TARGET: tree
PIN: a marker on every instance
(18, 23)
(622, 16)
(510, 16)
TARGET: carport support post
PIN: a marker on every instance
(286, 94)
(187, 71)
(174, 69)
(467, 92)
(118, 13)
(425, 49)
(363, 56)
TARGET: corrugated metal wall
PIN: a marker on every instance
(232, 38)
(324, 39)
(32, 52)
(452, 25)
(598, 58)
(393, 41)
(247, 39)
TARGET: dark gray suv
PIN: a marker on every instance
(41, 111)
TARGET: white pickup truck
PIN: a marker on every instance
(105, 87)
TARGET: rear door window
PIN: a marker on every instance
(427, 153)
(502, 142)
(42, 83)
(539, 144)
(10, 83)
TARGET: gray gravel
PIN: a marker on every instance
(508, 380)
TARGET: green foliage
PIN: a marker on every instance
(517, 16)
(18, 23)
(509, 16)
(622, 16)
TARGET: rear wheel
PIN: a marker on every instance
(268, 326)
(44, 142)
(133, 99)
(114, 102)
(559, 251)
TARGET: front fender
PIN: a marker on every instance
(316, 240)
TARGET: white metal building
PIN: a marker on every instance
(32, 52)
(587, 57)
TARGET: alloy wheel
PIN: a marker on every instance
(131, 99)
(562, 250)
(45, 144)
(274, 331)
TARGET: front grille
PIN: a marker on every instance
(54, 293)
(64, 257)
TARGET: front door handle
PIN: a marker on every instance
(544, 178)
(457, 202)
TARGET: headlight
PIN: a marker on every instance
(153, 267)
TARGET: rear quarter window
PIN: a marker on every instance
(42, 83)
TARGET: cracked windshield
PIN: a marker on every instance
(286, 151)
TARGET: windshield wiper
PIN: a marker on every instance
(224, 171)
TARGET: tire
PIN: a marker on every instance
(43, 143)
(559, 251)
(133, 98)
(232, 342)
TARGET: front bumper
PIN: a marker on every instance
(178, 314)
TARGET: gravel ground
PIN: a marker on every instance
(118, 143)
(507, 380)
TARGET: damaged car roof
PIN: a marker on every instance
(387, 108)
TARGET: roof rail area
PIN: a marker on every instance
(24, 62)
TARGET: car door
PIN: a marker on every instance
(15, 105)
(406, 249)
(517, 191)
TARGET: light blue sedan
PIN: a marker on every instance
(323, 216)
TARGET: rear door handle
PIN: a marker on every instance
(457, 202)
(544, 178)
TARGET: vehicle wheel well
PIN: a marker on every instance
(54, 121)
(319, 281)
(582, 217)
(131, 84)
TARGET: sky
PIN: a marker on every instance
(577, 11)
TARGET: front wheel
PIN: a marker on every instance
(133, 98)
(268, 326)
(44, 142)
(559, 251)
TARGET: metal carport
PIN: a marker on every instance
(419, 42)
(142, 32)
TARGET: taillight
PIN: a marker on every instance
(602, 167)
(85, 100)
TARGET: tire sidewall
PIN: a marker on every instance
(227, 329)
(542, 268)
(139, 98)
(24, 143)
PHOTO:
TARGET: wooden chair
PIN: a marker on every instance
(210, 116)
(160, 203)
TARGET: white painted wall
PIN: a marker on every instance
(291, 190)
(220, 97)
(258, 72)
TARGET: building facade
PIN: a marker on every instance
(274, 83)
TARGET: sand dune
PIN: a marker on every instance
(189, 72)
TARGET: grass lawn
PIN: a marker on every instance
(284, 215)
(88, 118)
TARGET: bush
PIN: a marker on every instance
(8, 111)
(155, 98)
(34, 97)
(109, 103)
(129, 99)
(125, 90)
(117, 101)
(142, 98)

::::::::::

• [Brief]: Convert every line of the records above into a JSON list of strings, one string per line, leaving out any blank lines.

• [Reply]:
[
  "TARGET: tree",
  "PIN: a marker on every instance",
  "(18, 23)",
  "(622, 16)",
  "(510, 16)",
  "TARGET: carport support post",
  "PIN: a marker on every instance",
  "(286, 94)",
  "(187, 71)",
  "(174, 69)",
  "(467, 92)",
  "(118, 13)",
  "(425, 49)",
  "(363, 56)",
  "TARGET: corrugated metal wall",
  "PIN: a marker on every instance",
  "(232, 38)",
  "(324, 39)",
  "(32, 52)",
  "(452, 25)",
  "(598, 58)",
  "(393, 41)",
  "(247, 39)",
  "TARGET: dark gray suv",
  "PIN: a marker on every instance",
  "(41, 111)",
  "TARGET: white pickup truck",
  "PIN: a marker on every instance",
  "(105, 87)",
  "TARGET: rear door window",
  "PIN: a marker on every instance",
  "(427, 153)",
  "(502, 142)",
  "(42, 83)",
  "(539, 144)",
  "(10, 83)",
  "TARGET: gray gravel",
  "PIN: a marker on every instance",
  "(508, 380)",
  "TARGET: green foliage",
  "PIN: a marker on every instance",
  "(517, 16)",
  "(18, 23)",
  "(509, 16)",
  "(622, 16)",
  "TARGET: rear wheel",
  "PIN: a marker on every instance",
  "(268, 326)",
  "(44, 142)",
  "(133, 99)",
  "(114, 102)",
  "(559, 251)",
  "TARGET: front fender",
  "PIN: a marker on every instance",
  "(316, 240)",
  "TARGET: white metal building",
  "PIN: a marker on every instance",
  "(32, 52)",
  "(587, 57)",
  "TARGET: alloy wheel",
  "PIN: a marker on every instance",
  "(131, 99)",
  "(562, 250)",
  "(45, 144)",
  "(274, 331)",
  "TARGET: front grille",
  "PIN: a marker on every instance",
  "(54, 293)",
  "(64, 257)",
  "TARGET: front door handle",
  "PIN: a marker on every instance",
  "(544, 178)",
  "(457, 202)",
  "TARGET: headlight",
  "PIN: a marker on every instance",
  "(153, 267)",
  "TARGET: rear quarter window",
  "PIN: a marker on every instance",
  "(42, 83)",
  "TARGET: cracked windshield",
  "PIN: a marker on every instance",
  "(286, 151)",
  "TARGET: windshield wiper",
  "PIN: a marker on every instance",
  "(224, 171)",
  "TARGET: tire",
  "PIN: a marker on every instance",
  "(43, 143)",
  "(559, 251)",
  "(133, 98)",
  "(232, 342)",
  "TARGET: front bumper",
  "PIN: a marker on every instance",
  "(178, 314)",
  "TARGET: gravel ground",
  "PIN: a marker on every instance",
  "(118, 143)",
  "(507, 380)",
  "TARGET: damaged car roof",
  "PIN: a marker on every instance",
  "(387, 108)",
  "TARGET: roof rail area",
  "PIN: a marker on every instance",
  "(24, 62)",
  "TARGET: car door",
  "PIN: a marker on every instance",
  "(15, 105)",
  "(406, 249)",
  "(517, 191)",
  "TARGET: light blue sedan",
  "PIN: a marker on every instance",
  "(323, 216)",
  "TARGET: rear door handle",
  "PIN: a marker on every instance",
  "(457, 202)",
  "(544, 178)",
  "TARGET: vehicle wheel well",
  "PIN: a marker on every instance",
  "(54, 121)",
  "(319, 281)",
  "(582, 217)",
  "(131, 84)",
  "TARGET: sky",
  "PIN: a marker on every instance",
  "(577, 11)",
  "TARGET: front wheel",
  "PIN: a marker on every instance",
  "(133, 98)",
  "(268, 326)",
  "(44, 142)",
  "(559, 251)",
  "TARGET: metal carport",
  "PIN: a marker on every instance",
  "(419, 42)",
  "(142, 32)",
  "TARGET: taillight",
  "PIN: a marker on every instance",
  "(602, 167)",
  "(85, 100)",
  "TARGET: tire sidewall",
  "PIN: a marker on every instance",
  "(227, 329)",
  "(542, 268)",
  "(139, 98)",
  "(24, 143)",
  "PHOTO:",
  "TARGET: wooden chair",
  "PIN: a marker on every instance",
  "(210, 116)",
  "(160, 203)",
  "TARGET: white painted wall",
  "PIN: a marker on every instance",
  "(291, 190)",
  "(220, 97)",
  "(258, 72)",
  "TARGET: building facade",
  "PIN: a marker on every instance",
  "(274, 83)",
  "TARGET: sand dune",
  "PIN: a marker on every instance",
  "(189, 72)",
  "TARGET: grass lawn",
  "PIN: a marker on every instance",
  "(284, 215)",
  "(88, 118)",
  "TARGET: bush",
  "PIN: a marker on every instance",
  "(8, 111)",
  "(155, 98)",
  "(34, 97)",
  "(109, 103)",
  "(129, 99)",
  "(125, 90)",
  "(117, 101)",
  "(142, 98)"
]